Extrait proposé:

-------

La symétrie de la construction, le caractère frontal des personnages, la rigidité des traits, la gravité des visages, ont une signification profonde. Tout cela crée une idée théologique et dogmatique complexe qui est renvoyée directement par les images.

Les traditions de Novgorod transparaissent clairement à travers cette icône : la palette est sobre et réservée pour créer une impression particulière de solennité et de monumentalité.

Les pieds du trône ne reposent pas fermement sur le pozem mais le touchent à peine. Les personnages semblent ainsi planer en l'air comme dans une vision miraculeuse pour le spectateur. Les figures qui sont de chaque côté sur des piliers flottent également dans l'air et renforcent cet effet. La figure du Père est élevée dans les airs dans ses vêtements de neige[6].

-------

Données brutes:
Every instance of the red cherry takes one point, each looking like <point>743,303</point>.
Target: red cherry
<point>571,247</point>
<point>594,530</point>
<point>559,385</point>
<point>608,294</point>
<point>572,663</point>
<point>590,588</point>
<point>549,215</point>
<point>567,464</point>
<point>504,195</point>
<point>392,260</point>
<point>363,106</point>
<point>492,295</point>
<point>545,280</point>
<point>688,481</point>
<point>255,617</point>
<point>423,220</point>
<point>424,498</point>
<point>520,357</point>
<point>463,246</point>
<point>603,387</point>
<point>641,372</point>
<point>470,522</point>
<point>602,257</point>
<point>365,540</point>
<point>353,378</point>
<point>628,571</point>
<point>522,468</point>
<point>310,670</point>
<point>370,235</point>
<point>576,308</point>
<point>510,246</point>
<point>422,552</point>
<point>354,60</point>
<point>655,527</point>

-------

Consignes à suivre:
1. D'après l'extrait sur l'icône, quel caractère a la palette employée ?
2. Dans l'extrait sur l'icône, expliquez en une à trois phrases pourquoi les personnages semblent planer en l'air.
3. Poursuivez l'extrait sur l'icône à partir de la phrase qui le termine, celle sur les vêtements de neige du Père.

Réponses par consigne:
1. Elle est sobre et réservée.

2. Les pieds du trône ne reposent pas fermement sur le pozem : ils le touchent à peine. Les personnages paraissent donc flotter comme dans une vision miraculeuse. Les figures placées de chaque côté sur des piliers, elles aussi suspendues dans l'air, renforcent cet effet.

3.
Références

  1. Victor Lazarev, Iconographie de Novgorod, Moskva Iskusstvo, 1976, p. 25 et p. 26
  2. Véra Traimond, La peinture de la Russie ancienne, Bernard Giovanangeli Éditeur, Paris 2010, (ISBN 978 2 7587 0057 9) p. 267
  3. À rapprocher de la Trinité verticale dite « Trône de grâce » occidentale de la même époque
  4. Version Segond de la Bible : « Je regardais. Pendant que l'on plaçait des trônes, l'Ancien des jours s'assit. Son vêtement était blanc comme la neige. Et les cheveux de sa tête purs comme de la laine ; Son trône était comme des flammes de feu, et les roues comme un feu ardent »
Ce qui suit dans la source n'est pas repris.